◆ **Jobs**:
1. Return the drm/sched workqueue thread word for word, starting at "From: Simona Vetter" and ending at "Message-ID: <aFLH8Us_e_U6gNHV@phenom.ffwll.local> (raw)".
2. Decide whether each statement agrees with the drm/sched workqueue thread, answering yes or no and quoting the words of the thread that settle it: (a) The message is addressed to Philipp Stanner. (b) The patch note says that sharing submit_wq with the driver theoretically can deadlock. (c) The message is dated Wednesday, 18 June 2025.

◆ **Provided text**:
-.-.-
Re: [PATCH v2] drm/sched: Clarify scenarios for separate workqueues

public inbox for linux-media@vger.kernel.org
 help / color / mirror / Atom feed

From: Simona Vetter <simona.vetter@ffwll.ch>
To: Danilo Krummrich <dakr@kernel.org>
Cc: "Philipp Stanner" <phasta@kernel.org>,
	"Matthew Brost" <matthew.brost@intel.com>,
	"Christian König" <ckoenig.leichtzumerken@gmail.com>,
	"David Airlie" <airlied@gmail.com>,
	"Simona Vetter" <simona@ffwll.ch>,
	"Sumit Semwal" <sumit.semwal@linaro.org>,
	dri-devel@lists.freedesktop.org, linux-kernel@vger.kernel.org,
	linux-media@vger.kernel.org
Subject: Re: [PATCH v2] drm/sched: Clarify scenarios for separate workqueues
Date: Wed, 18 Jun 2025 16:06:41 +0200	[thread overview]
Message-ID: <aFLH8Us_e_U6gNHV@phenom.ffwll.local> (raw)
In-Reply-To: <aFGFCc7eiZJM8RKM@pollux>

On Tue, Jun 17, 2025 at 05:08:57PM +0200, Danilo Krummrich wrote:
> On Tue, Jun 17, 2025 at 04:25:09PM +0200, Simona Vetter wrote:
> > On Tue, Jun 17, 2025 at 04:10:40PM +0200, Danilo Krummrich wrote:
> > > On Tue, Jun 17, 2025 at 03:51:33PM +0200, Simona Vetter wrote:
> > > > On Thu, Jun 12, 2025 at 04:49:54PM +0200, Philipp Stanner wrote:
> > > > > + * NOTE that sharing &struct drm_sched_init_args.submit_wq with the driver
> > > > > + * theoretically can deadlock. It must be guaranteed that submit_wq never has
> > > > > + * more than max_active - 1 active tasks, or if max_active tasks are reached at
> > > > > + * least one of them does not execute operations that may block on dma_fences
> > > > > + * that potentially make progress through this scheduler instance. Otherwise,
> > > > > + * it is possible that all max_active tasks end up waiting on a dma_fence (that
> > > > > + * can only make progress through this schduler instance), while the
> > > > > + * scheduler's queued work waits for at least one of the max_active tasks to
> > > > > + * finish. Thus, this can result in a deadlock.
> > > > 
> > > > Uh if you have an ordered wq you deadlock with just one misuse. I'd just
> > > > explain that the wq must provide sufficient forward-progress guarantees
> > > > for the scheduler, specifically that it's on the dma_fence signalling
> > > > critical path and leave the concrete examples for people to figure out
> > > > when the design a specific locking scheme.
> > > 
> > > This isn't a concrete example, is it? It's exactly what you say in slightly
> > > different words, with the addition of highlighting the impact of the workqueue's
> > > max_active configuration.
> > > 
> > > I think that's relevant, because N - 1 active tasks can be on the dma_fence
> > > signalling critical path without issues.
> > > 
> > > We could change
> > > 
> > > 	"if max_active tasks are reached at least one of them must not execute
> > > 	 operations that may block on dma_fences that potentially make progress
> > > 	 through this scheduler instance"
-.-.-
◆ **Source material**:
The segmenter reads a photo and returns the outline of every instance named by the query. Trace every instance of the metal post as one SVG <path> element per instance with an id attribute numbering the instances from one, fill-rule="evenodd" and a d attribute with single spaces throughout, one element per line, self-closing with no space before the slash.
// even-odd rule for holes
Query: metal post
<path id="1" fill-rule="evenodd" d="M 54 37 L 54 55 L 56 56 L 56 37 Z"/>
-.-.-
◆ **Answer set**:
1.
From: Simona Vetter <simona.vetter@ffwll.ch>
To: Danilo Krummrich <dakr@kernel.org>
Cc: "Philipp Stanner" <phasta@kernel.org>,
	"Matthew Brost" <matthew.brost@intel.com>,
	"Christian König" <ckoenig.leichtzumerken@gmail.com>,
	"David Airlie" <airlied@gmail.com>,
	"Simona Vetter" <simona@ffwll.ch>,
	"Sumit Semwal" <sumit.semwal@linaro.org>,
	dri-devel@lists.freedesktop.org, linux-kernel@vger.kernel.org,
	linux-media@vger.kernel.org
Subject: Re: [PATCH v2] drm/sched: Clarify scenarios for separate workqueues
Date: Wed, 18 Jun 2025 16:06:41 +0200	[thread overview]
Message-ID: <aFLH8Us_e_U6gNHV@phenom.ffwll.local> (raw)

2.
(a) No: "To: Danilo Krummrich <dakr@kernel.org>"
(b) Yes: "NOTE that sharing &struct drm_sched_init_args.submit_wq with the driver" and "theoretically can deadlock."
(c) Yes: "Date: Wed, 18 Jun 2025 16:06:41 +0200"